◆ **Check your understanding**:
**a.** Answer these questions about the Messiaen blog post below, marking each answer to match its question.
(i) Where was the record purchased?
(ii) How many LP sides does the recording take up?
(iii) Who are the "4 Ms" the writer suggests jazz musicians study?
**b.** Please proceed with the Messiaen blog post below, picking up right after its final sentence.

◆ **Given text**:

Friday, January 19, 2024

VOTD 1/19/2024

 Olivier Messiaen: Vingt Regards sur 'Enfant-Jésus (Argo)

Purchased at Jerry's Records from the Duquesne University collection


So it's back to Messiaen this morning. If you hunt through the history of this blog, you'd find that during the pandemic lockdown I bought a 32-CD collection of his music, and made blog postings for each disc (two for Turnagalîla, if memory serves). I could have pulled out a CD copy, but thought I'd spin the vinyl issue. It's spread over four LP sides.

I guess I've planted my flag in the pro-Messiaen camp, though I fully understand the criticisms of him. It's my understanding that in France, you're picking a fight if you are critical of him. I don't care for that, if true.

As someone who's involved more with "jazz" practice than anything else, I feel like Messiaen is an excellent person to study. I suggest other jazz musicians and composers study the 4 Ms: Miles, Monk, Mingus, Messiaen. It's a simple alliteration, but it holds up. Messiaen's ideas about rhythm and modes should be considered by any serious jazz composer. 

It's not as though there's a hint of jazz in his music, though. Heck, even his wind ensemble works don't include any saxophones, much to my disappointment. Messiaen never entirely loses the idea of melody, which may be one reason I enjoy his music as much as I do. Sometimes in particular movements of this piece, I just don't know where he's coming from or where he's going (not necessarily a bad thing); at other times, the writing is exquisitely beautiful.

Dataset entries
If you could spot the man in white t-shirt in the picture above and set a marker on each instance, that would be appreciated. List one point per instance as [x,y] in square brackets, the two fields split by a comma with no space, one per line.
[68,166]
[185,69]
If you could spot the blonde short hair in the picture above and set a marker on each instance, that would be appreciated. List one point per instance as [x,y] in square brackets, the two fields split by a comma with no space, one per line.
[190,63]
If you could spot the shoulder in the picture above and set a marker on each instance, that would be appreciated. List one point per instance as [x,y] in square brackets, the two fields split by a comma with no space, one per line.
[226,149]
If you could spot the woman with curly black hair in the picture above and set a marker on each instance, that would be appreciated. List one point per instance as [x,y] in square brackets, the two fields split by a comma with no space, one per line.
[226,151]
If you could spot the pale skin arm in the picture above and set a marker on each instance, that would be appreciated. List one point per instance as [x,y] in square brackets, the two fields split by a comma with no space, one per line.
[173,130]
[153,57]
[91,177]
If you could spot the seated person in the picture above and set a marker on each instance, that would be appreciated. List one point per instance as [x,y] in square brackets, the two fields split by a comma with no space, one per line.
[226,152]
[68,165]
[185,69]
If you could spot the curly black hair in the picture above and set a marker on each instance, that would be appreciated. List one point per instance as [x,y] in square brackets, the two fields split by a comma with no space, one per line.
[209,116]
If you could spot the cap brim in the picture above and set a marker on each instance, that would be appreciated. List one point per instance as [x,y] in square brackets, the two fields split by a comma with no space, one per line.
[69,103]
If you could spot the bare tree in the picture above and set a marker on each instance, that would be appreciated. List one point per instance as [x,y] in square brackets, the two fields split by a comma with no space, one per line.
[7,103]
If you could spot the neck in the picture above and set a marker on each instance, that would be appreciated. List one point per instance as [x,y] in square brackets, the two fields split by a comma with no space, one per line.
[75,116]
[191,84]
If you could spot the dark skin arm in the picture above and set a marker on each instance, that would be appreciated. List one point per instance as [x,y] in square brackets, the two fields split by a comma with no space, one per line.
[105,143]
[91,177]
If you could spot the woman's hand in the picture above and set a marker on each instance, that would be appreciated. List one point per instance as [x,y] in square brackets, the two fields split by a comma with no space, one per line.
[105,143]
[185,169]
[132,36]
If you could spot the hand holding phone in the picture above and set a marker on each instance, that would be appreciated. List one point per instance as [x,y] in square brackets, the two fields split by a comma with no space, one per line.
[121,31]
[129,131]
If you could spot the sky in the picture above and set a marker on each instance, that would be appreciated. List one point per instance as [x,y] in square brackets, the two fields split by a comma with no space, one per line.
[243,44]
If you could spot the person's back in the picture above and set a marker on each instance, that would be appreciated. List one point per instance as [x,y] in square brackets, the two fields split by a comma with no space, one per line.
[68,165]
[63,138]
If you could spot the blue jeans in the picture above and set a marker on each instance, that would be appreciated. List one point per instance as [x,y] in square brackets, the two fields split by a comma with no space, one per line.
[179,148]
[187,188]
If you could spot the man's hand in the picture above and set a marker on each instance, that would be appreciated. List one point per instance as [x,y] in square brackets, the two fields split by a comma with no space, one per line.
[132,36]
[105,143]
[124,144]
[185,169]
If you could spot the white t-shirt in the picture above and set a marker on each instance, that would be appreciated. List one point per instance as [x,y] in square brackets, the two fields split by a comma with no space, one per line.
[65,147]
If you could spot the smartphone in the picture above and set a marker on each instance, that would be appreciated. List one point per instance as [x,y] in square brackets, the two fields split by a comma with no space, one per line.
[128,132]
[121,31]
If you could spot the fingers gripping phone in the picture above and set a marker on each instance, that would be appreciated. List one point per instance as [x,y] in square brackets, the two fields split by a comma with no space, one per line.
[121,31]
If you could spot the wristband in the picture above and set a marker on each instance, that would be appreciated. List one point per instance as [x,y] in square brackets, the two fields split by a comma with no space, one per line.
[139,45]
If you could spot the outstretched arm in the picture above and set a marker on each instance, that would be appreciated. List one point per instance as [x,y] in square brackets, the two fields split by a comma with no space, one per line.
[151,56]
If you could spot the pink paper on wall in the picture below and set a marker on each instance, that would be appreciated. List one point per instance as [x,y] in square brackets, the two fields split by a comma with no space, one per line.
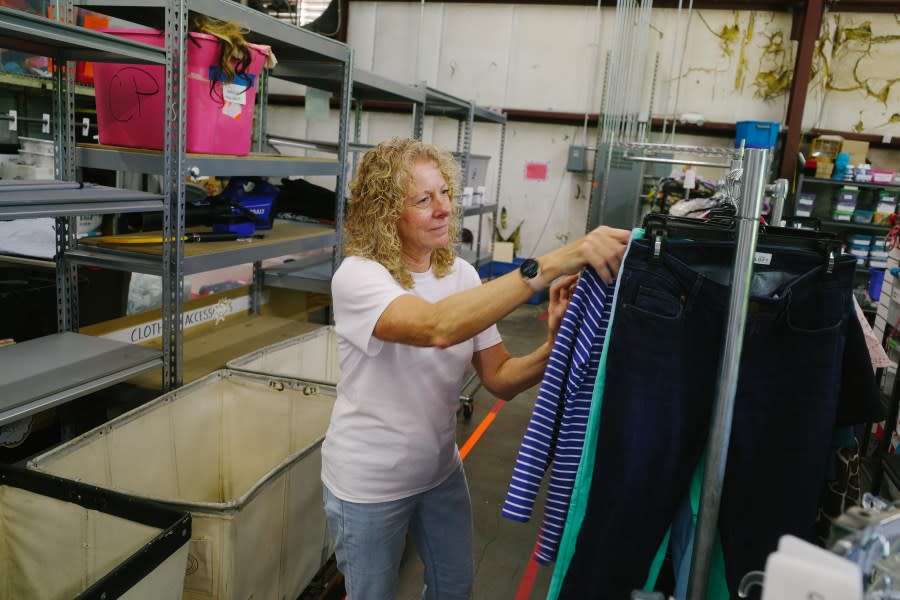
[536,171]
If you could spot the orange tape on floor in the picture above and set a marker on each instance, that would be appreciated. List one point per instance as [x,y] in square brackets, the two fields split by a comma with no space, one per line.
[482,427]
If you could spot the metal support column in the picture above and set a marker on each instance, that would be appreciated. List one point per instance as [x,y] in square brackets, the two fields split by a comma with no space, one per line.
[256,287]
[418,116]
[262,102]
[805,29]
[496,197]
[753,187]
[64,169]
[343,133]
[173,211]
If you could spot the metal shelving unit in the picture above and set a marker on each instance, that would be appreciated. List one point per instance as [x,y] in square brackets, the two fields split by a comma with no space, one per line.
[48,371]
[34,199]
[303,57]
[826,190]
[313,274]
[466,113]
[45,372]
[150,161]
[284,238]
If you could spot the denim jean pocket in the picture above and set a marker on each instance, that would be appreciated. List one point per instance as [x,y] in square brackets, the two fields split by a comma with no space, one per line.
[812,323]
[658,302]
[818,314]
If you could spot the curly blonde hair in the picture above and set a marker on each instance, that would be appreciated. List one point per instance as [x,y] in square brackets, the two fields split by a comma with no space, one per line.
[234,53]
[378,194]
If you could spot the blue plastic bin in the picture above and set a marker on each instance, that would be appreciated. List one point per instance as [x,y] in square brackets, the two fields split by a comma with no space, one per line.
[876,281]
[756,134]
[497,268]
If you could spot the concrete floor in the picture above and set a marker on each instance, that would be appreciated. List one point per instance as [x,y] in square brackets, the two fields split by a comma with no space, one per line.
[502,547]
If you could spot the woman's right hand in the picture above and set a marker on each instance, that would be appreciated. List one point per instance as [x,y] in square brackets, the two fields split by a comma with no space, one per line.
[602,248]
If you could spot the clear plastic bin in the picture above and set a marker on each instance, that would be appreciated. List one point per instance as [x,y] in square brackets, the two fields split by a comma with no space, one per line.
[62,540]
[242,453]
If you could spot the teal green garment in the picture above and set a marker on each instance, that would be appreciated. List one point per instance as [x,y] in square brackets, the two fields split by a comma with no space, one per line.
[718,588]
[581,488]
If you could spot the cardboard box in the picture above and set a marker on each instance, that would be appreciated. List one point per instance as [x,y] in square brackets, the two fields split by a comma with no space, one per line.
[825,146]
[856,149]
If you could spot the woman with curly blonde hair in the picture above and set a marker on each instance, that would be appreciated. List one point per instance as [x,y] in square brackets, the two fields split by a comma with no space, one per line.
[410,317]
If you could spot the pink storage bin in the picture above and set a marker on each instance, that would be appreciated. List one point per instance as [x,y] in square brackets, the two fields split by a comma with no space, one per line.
[131,98]
[882,176]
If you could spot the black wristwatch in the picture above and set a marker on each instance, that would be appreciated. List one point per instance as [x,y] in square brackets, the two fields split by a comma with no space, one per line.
[530,270]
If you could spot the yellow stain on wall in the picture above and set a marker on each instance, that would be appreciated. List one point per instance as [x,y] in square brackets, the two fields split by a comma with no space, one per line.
[840,55]
[775,74]
[728,34]
[742,57]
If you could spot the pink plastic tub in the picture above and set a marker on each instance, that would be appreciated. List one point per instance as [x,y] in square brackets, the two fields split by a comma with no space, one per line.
[131,98]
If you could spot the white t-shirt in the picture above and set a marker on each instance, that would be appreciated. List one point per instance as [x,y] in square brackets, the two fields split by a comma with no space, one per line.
[393,428]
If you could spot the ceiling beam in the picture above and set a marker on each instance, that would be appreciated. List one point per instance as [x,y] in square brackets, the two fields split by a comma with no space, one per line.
[876,6]
[806,26]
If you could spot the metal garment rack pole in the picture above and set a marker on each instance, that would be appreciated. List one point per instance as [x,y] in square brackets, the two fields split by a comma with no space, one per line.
[753,187]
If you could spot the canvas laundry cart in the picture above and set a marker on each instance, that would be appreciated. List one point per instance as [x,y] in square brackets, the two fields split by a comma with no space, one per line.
[242,453]
[313,357]
[309,357]
[62,540]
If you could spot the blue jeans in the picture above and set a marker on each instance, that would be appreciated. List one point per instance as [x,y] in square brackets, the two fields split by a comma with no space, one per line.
[370,539]
[660,385]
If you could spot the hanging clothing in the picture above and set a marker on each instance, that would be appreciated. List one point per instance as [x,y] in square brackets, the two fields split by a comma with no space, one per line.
[555,432]
[657,402]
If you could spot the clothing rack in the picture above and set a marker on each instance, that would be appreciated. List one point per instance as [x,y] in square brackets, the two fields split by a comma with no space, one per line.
[753,187]
[748,166]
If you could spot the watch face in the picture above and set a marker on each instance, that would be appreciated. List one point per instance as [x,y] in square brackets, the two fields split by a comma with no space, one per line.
[529,268]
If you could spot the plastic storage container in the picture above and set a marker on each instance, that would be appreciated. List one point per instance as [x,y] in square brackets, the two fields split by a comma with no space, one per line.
[242,453]
[756,134]
[62,540]
[309,357]
[131,98]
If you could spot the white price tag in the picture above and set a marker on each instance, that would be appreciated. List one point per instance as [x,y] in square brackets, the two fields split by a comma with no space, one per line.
[235,93]
[690,179]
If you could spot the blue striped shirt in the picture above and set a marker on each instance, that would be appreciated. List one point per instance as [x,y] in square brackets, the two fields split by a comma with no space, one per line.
[559,419]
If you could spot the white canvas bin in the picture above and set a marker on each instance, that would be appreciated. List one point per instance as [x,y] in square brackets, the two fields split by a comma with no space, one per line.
[62,540]
[242,453]
[309,357]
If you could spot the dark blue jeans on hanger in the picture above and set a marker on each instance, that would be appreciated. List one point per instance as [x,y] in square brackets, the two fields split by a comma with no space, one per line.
[660,387]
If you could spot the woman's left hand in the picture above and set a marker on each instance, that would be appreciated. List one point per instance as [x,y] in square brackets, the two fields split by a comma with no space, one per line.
[560,294]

◆ **Answers to the problems**:
**a.**
(i) Jerry's Records, from the Duquesne University collection
(ii) Four
(iii) Miles, Monk, Mingus, Messiaen

**b.**
Someone added a newspaper clipping about Messiaen in this box. I assume it's from the New York Times. Under his picture, there's the line: "His is essentially the music of meditation". Well, I suppose that's true, and more obviously true of his keyboard music than his orchestral. Much of this is agitated and active though, not what most people would consider to be meditative. I think my definition of what "meditative" means might be a bit different than the writer's. I consider it to mean intensely focused concentration, which is hardly the same as relaxation and quietude. I try to achieve a kind of meditation when improvising.

In this way, isn't all music some form of meditation?



1 comment:

tây bụi said...

I feel like some sort of ritual underlies what he is doing. It's some kind of transformational ceremony.